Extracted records
+++++

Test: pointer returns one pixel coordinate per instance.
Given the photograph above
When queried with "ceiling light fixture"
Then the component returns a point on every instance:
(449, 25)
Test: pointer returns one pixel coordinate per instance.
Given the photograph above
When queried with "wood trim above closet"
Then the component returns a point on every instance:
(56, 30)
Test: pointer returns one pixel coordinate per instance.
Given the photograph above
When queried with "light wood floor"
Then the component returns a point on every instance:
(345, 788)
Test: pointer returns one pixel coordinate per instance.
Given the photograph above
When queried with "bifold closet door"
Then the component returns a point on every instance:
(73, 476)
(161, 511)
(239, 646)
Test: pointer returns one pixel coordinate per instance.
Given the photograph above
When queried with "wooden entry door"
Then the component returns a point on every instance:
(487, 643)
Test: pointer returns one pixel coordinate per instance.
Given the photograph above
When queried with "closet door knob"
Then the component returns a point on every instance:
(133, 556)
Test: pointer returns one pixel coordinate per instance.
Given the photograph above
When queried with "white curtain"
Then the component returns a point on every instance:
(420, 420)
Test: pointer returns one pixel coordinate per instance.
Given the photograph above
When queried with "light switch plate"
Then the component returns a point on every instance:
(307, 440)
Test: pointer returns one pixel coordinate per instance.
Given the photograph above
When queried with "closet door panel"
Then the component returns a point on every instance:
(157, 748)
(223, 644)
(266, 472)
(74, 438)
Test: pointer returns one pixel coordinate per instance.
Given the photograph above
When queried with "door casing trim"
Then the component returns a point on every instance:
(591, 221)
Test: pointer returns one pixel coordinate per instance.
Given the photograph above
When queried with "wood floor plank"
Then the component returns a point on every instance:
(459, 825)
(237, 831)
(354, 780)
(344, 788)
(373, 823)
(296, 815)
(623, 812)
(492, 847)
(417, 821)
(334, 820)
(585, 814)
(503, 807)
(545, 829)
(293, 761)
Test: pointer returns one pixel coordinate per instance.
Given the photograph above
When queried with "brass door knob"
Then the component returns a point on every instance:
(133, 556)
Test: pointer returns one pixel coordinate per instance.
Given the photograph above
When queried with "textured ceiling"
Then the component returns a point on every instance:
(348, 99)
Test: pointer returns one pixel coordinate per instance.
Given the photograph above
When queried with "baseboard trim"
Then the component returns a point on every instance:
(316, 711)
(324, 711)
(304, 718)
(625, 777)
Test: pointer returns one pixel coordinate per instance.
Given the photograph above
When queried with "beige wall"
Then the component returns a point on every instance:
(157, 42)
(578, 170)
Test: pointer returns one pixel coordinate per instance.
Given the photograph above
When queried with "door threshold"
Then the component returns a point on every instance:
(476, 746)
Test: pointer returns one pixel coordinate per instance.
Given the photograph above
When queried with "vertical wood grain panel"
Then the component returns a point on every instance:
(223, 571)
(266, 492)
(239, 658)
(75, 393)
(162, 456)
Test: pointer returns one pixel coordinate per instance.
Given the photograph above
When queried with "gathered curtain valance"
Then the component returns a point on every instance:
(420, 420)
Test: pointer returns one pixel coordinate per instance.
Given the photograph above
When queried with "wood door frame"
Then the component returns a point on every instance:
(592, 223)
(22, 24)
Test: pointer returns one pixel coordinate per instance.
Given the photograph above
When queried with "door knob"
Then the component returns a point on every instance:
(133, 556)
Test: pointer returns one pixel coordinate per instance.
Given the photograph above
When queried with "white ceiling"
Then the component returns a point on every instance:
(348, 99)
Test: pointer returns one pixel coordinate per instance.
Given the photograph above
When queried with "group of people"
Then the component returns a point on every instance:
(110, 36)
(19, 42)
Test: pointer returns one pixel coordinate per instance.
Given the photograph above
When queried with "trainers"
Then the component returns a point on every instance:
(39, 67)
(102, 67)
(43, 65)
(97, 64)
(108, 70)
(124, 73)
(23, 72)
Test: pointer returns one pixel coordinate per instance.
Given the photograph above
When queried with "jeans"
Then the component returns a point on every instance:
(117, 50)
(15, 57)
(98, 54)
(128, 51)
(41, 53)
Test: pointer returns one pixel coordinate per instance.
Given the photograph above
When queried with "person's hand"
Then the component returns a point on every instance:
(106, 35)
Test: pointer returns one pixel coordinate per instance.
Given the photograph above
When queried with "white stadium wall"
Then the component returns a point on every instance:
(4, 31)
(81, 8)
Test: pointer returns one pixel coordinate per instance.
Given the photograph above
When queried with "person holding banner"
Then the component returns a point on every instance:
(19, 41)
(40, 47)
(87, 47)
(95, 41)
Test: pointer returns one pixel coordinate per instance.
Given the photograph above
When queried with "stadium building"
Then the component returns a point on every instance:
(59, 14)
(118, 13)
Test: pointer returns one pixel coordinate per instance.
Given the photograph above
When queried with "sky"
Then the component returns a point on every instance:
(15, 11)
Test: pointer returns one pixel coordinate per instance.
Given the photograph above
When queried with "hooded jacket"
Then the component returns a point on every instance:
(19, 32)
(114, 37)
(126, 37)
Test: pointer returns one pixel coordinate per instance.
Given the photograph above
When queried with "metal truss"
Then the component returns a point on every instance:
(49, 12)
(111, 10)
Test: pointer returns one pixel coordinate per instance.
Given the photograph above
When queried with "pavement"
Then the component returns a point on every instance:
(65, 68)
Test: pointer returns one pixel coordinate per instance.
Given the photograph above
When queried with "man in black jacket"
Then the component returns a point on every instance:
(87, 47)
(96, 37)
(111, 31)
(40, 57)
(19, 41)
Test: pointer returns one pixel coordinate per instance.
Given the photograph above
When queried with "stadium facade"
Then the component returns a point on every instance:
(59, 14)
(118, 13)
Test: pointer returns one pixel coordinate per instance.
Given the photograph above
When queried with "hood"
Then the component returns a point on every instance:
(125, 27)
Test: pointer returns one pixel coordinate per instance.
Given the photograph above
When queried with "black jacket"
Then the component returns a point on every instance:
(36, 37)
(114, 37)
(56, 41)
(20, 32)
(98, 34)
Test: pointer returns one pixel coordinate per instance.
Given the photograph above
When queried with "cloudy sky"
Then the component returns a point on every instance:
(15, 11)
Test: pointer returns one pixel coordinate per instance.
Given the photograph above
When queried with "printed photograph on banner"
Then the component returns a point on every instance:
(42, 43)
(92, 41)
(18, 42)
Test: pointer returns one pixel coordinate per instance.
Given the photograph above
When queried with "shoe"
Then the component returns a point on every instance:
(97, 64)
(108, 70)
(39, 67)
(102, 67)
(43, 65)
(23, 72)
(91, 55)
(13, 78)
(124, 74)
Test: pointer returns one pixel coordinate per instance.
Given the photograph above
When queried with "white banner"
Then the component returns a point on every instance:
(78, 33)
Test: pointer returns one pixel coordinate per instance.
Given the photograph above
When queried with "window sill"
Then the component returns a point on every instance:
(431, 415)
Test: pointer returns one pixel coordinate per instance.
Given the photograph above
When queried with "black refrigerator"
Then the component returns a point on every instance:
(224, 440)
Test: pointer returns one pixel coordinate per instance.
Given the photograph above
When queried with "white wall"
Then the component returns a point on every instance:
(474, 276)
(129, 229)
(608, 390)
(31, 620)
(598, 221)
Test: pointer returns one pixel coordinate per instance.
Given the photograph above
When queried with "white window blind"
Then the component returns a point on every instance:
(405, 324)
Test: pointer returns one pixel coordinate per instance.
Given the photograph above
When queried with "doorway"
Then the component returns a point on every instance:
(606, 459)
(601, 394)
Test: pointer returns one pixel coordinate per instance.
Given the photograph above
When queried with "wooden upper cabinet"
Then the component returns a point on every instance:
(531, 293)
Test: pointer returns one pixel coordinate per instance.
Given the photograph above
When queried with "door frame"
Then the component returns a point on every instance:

+++++

◆ TASK STATEMENT ◆
Recopy the entries above in their entirety, exactly.

◆ RESULT OF THIS TASK ◆
Test: pointer returns one pixel coordinate per instance.
Given the photograph above
When queried with "ceiling light fixture"
Then the component returns a point on every instance:
(449, 25)
Test: pointer returns one pixel coordinate per instance.
Given the photograph above
When queried with "wood trim above closet"
Then the component returns a point on every instance:
(56, 30)
Test: pointer returns one pixel coordinate per instance.
Given the photograph above
When queried with "light wood floor"
Then the component returns a point on every instance:
(345, 788)
Test: pointer returns one pixel coordinate per instance.
Given the photograph above
When queried with "bifold closet door"
Then the component returns a point on every instance:
(73, 476)
(161, 511)
(239, 646)
Test: pointer returns one pixel coordinate per instance.
Given the photograph above
When queried with "wooden entry door"
Then the component returns a point on every instance:
(487, 643)
Test: pointer returns one pixel coordinate per instance.
Given the photograph above
When queried with "closet door knob"
Then the component returns a point on every instance:
(133, 556)
Test: pointer returns one pixel coordinate per instance.
Given the photograph above
When queried with "white curtain"
Then the component returns a point on every instance:
(420, 420)
Test: pointer returns one pixel coordinate per instance.
Given the photograph above
When queried with "light switch plate"
Then the component returns a point on every instance:
(307, 440)
Test: pointer returns one pixel coordinate per instance.
Given the photograph above
When queried with "closet door panel"
Then the component returns a point on every instance:
(157, 748)
(223, 644)
(266, 472)
(74, 438)
Test: pointer returns one pixel coordinate per instance.
Given the photograph above
When queried with "door casing trim"
Then the component returns a point on every instance:
(591, 221)
Test: pointer returns one pixel coordinate per instance.
Given the photograph above
When queried with "wood floor plank"
Then the component returns a point on every instance:
(459, 825)
(237, 831)
(354, 780)
(344, 788)
(373, 823)
(296, 815)
(623, 812)
(492, 847)
(417, 821)
(334, 820)
(585, 814)
(503, 807)
(545, 829)
(293, 761)
Test: pointer returns one pixel coordinate per instance.
Given the photograph above
When queried with "brass door knob"
Then the component returns a point on every instance:
(133, 556)
Test: pointer returns one pixel coordinate per instance.
Given the photograph above
When queried with "textured ceiling"
Then the component returns a point on every instance:
(348, 99)
Test: pointer returns one pixel coordinate per instance.
Given the photograph above
When queried with "baseboard trim"
Then the component returns a point on every instance:
(316, 711)
(324, 711)
(304, 718)
(625, 777)
Test: pointer returns one pixel coordinate per instance.
Given the photograph above
When queried with "beige wall"
Then the component returns a point on every instance:
(157, 42)
(578, 170)
Test: pointer returns one pixel coordinate per instance.
Given the photograph above
When queried with "door threshold"
Then the component returns a point on every instance:
(476, 746)
Test: pointer returns one pixel coordinate per instance.
Given the photograph above
When queried with "vertical wood grain panel"
Then the component returns a point on every instance:
(223, 571)
(266, 492)
(239, 658)
(75, 393)
(162, 456)
Test: pointer returns one pixel coordinate per instance.
Given the photograph above
When queried with "gathered curtain valance"
Then the component returns a point on every instance:
(420, 420)
Test: pointer returns one pixel coordinate per instance.
Given the photograph above
When queried with "wood door frame"
Then the component returns a point on every instance:
(592, 223)
(22, 24)
Test: pointer returns one pixel coordinate per instance.
Given the photograph above
When queried with "door knob"
Then the component returns a point on every instance:
(133, 556)
Test: pointer returns one pixel coordinate per instance.
Given the photograph above
When queried with "white ceiling"
Then the component returns a point on every instance:
(348, 99)
Test: pointer returns one pixel coordinate per instance.
Given the photograph above
When queried with "group of people"
Then the component returns a point on every instance:
(110, 36)
(19, 42)
Test: pointer returns one pixel coordinate per instance.
Given the photograph above
When queried with "trainers"
Then the component returns a point on every instance:
(39, 67)
(102, 67)
(43, 65)
(97, 64)
(108, 70)
(124, 73)
(23, 72)
Test: pointer returns one pixel coordinate per instance.
Given the photograph above
When queried with "jeans"
Then the component returns a point on every instance:
(117, 50)
(15, 57)
(98, 54)
(128, 51)
(41, 53)
Test: pointer returns one pixel coordinate per instance.
Given the photograph above
When queried with "person's hand"
Then the component returns a point on every instance:
(106, 35)
Test: pointer returns one pixel coordinate per instance.
Given the photograph above
When queried with "white stadium wall"
Then the component returns a point on every instance:
(4, 31)
(81, 8)
Test: pointer returns one pixel coordinate per instance.
Given the photograph above
When queried with "person holding banner"
Then the component returns a point on every instance:
(19, 41)
(40, 47)
(87, 47)
(95, 41)
Test: pointer returns one pixel coordinate per instance.
Given the photograph above
When queried with "stadium building"
Then the component returns a point on every instance:
(59, 14)
(118, 13)
Test: pointer returns one pixel coordinate per instance.
Given the photograph above
When queried with "sky"
Then the component returns a point on every instance:
(15, 11)
Test: pointer returns one pixel coordinate per instance.
Given the photograph above
When queried with "hooded jacket"
Then the component returns a point on every instance:
(19, 32)
(114, 37)
(126, 37)
Test: pointer returns one pixel coordinate per instance.
Given the photograph above
When queried with "metal truss"
Then the component returns a point on every instance:
(49, 12)
(111, 10)
Test: pointer returns one pixel coordinate per instance.
Given the photograph above
When queried with "pavement"
Then the component returns a point on every instance:
(65, 68)
Test: pointer returns one pixel coordinate per instance.
Given the photograph above
When queried with "man in black jacket"
Then the component returns a point on every instance:
(87, 47)
(96, 37)
(111, 31)
(40, 57)
(19, 41)
Test: pointer returns one pixel coordinate per instance.
Given the photograph above
When queried with "stadium facade"
Then the component returns a point on every instance:
(59, 14)
(118, 13)
Test: pointer returns one pixel coordinate per instance.
Given the photograph above
When queried with "hood"
Then the component returns a point on every instance:
(125, 27)
Test: pointer returns one pixel coordinate per instance.
Given the photograph above
When queried with "black jacket"
Then the component returns a point on every instance:
(36, 37)
(114, 37)
(56, 41)
(20, 32)
(98, 34)
Test: pointer returns one pixel coordinate per instance.
Given the photograph above
When queried with "cloudy sky"
Then the component returns a point on every instance:
(15, 11)
Test: pointer returns one pixel coordinate per instance.
Given the photograph above
When queried with "printed photograph on banner"
Then the component returns a point on every instance:
(42, 43)
(92, 41)
(18, 42)
Test: pointer returns one pixel coordinate per instance.
Given the photograph above
When queried with "shoe"
Then the component returns a point on every instance:
(97, 64)
(108, 70)
(39, 67)
(102, 67)
(43, 65)
(23, 72)
(91, 55)
(13, 78)
(124, 74)
Test: pointer returns one pixel coordinate per instance.
Given the photograph above
When queried with "white banner"
Then the component returns a point on every instance:
(78, 33)
Test: pointer returns one pixel coordinate per instance.
Given the photograph above
When queried with "window sill"
Then the component returns a point on every instance:
(431, 415)
Test: pointer returns one pixel coordinate per instance.
Given the photograph above
When queried with "black refrigerator"
Then the component returns a point on every instance:
(224, 440)
Test: pointer returns one pixel coordinate per instance.
Given the photograph above
When queried with "white wall"
Then the component returns a point on every instance:
(474, 276)
(129, 229)
(608, 390)
(31, 620)
(598, 221)
Test: pointer returns one pixel coordinate per instance.
Given the photograph above
When queried with "white window blind"
Then the component returns a point on every instance:
(405, 324)
Test: pointer returns one pixel coordinate per instance.
Given the photograph above
When queried with "doorway"
Then the component returns a point on every instance:
(606, 459)
(601, 394)
Test: pointer returns one pixel coordinate per instance.
Given the photograph above
When queried with "wooden upper cabinet"
Then the component returns a point on every instance:
(531, 293)
Test: pointer returns one pixel coordinate per instance.
Given the photograph above
When queried with "door frame"
Then the component returns a point on every instance:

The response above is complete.